• Given text:
McChesney goes on to rank the best players to ever play in the NBA. The three main components in the ranking formula are MVP voting, All-NBA voting, and All-Defensive Team voting. Players are classified as Gold, Silver, and Bronze Superstars.

Click here to see the results of Part I of The Superstar Theory: Revisited and Supercharged.

Thursday, July 10, 2008

SMALL MOVES TO ROUND OUT THE ROSTER

Alas, my man-crush on Josh Smith must end here. Apparently, the Warriors don't think highly of his game and perhaps feel that Brandan Wright and Anthony Randolph can adequately address the defensive and rebounding needs the Warriors so desperately need. I would have loved to have seen a front line rotation of Smith, Wright, Randolph, and Biedrins, but that won't be happening on Mullin's watch. Big mistake, in my opinion. Smith is a much better shooter than Wright and has already proven that he brings it on the defensive end. Warriors could have traded Wright for a great PG or SG somewhere down the line. This was a missed opportunity to make this team a whole lot better.

Sadly, I move on.


The Current Roster:

With no more big moves expected for the Warriors this offseason (according to Nellie), we are left to guess what could be the remaining transactions to fill up the rest of the roster. As it stands (assuming Ronny Turiaf's offer sheet is not matched by the Lakers) the roster looks like this:

PG: Monta Ellis / C.J. Watson
SG: Stephen Jackson / Marco Belinelli
SF: Corey Maggette / Anthony Randolph
PF: Al Harrington / Brandan Wright / Richard Hendrix
C: Andris Biedrins / Ronny Turiaf / Kosta Perovic

With the addition of Maggette, the Warriors gain a scorer that can hit the 3-pointer, penetrate zones, and get to the line at will. He's strong enough to finish after contact, makes his freethrows, andis a good rebounder from the SG/SF position. What he doesn't bring to the table is defense and the ability to make his teammates better. He has a reputation for dominating the ball in one-on-one situations leaving his teammates standing around watching him work.

Turiaf is a good addition to the front line and will act as Biedrins' primary backup at center. He is agile, athletic, strong, and bulky which makes him a great compliment to the rest of the skinny PF's and C's on the roster. Same goes for the second round draft pick Richard Hendrix. He's a tough rebounder and shot blocker with some post up skills. He'll be able to backup the PF's and shift to C when the Warriors go small.

Anthony Randolph might be a year or two away from contributing, but you can't count him out considering he's a near 7-footer that can handle the ball and shoot a bit from the outside. Nellie coveted him and commented that he would have chosen him with the #1 pick (the mystery player in his KNBR interview). Randolph could be a big-time mismatch weapon that could be unleashed later in the season if Nellie feels he's ready.

With the departure of Baron Davis the Warriors lose a leader that made the game easier for the rest of the players on the court. He directed the club, took on double teams that freed up others, and often played clutch ball down the stretches of tight games. He was the player mostly responsible for the unbelievable chemistry that made the Warriors fun to watch. Fans knew it was going to end some time, but many did not expect it to come this offseason.

• Exercise materials:
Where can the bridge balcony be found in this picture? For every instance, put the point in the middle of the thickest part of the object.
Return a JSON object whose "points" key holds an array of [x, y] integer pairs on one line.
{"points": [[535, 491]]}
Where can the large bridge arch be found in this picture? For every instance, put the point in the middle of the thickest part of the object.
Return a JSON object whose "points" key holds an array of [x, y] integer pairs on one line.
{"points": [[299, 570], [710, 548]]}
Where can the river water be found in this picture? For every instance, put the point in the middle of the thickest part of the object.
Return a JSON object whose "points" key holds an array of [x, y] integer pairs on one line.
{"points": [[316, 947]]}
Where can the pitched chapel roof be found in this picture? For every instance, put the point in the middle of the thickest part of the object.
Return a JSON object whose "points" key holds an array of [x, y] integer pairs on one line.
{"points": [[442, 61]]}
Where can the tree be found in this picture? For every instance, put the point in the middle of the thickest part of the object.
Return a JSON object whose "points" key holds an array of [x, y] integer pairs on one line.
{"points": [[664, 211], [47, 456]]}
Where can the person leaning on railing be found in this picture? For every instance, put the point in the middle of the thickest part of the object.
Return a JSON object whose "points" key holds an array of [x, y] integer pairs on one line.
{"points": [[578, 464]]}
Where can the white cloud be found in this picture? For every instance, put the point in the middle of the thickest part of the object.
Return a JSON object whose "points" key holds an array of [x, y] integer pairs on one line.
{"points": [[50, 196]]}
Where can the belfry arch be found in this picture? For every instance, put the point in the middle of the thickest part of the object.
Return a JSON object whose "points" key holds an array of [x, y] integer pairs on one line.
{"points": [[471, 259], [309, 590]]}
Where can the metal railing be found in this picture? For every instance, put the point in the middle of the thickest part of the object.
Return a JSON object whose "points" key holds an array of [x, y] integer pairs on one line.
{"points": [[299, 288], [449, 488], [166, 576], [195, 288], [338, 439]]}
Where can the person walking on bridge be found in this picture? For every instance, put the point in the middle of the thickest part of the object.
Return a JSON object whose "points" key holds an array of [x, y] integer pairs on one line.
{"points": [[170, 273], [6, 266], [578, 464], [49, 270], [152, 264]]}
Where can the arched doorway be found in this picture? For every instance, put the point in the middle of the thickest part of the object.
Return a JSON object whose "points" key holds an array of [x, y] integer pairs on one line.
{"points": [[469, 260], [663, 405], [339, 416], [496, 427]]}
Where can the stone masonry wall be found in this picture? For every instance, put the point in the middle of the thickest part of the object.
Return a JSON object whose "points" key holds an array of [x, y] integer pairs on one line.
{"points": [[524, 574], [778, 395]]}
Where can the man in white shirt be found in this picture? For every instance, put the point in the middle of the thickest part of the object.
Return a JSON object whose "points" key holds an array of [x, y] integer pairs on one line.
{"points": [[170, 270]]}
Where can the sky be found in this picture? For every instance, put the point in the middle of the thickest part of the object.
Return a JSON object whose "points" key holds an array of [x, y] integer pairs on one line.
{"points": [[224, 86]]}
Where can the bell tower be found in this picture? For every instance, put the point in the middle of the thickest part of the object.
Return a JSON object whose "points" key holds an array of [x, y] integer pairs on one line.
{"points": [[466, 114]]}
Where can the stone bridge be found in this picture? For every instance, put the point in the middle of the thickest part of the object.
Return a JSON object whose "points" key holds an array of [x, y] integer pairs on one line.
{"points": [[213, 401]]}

• What to work on:
**1)** In the Warriors roster post, why does the writer call Ronny Turiaf a great complement to the team's other big men?
**2)** Give the entries as a Markdown table with columns Row and Line, one row per line, skipping blank lines. Start at the line that has "Where can the stone bridge" and go through the end of the entries.

• Solutions in order:
**1)** Turiaf is agile, athletic, strong and bulky. The rest of the team's power forwards and centers are skinny, so his size balances the front line.

**2)**
| Row | Line |
|---|---|
| 1 | Where can the stone bridge be found in this picture? For every instance, put the point in the middle of the thickest part of the object. |
| 2 | Return a JSON object whose "points" key holds an array of [x, y] integer pairs on one line. |
| 3 | {"points": [[213, 401]]} |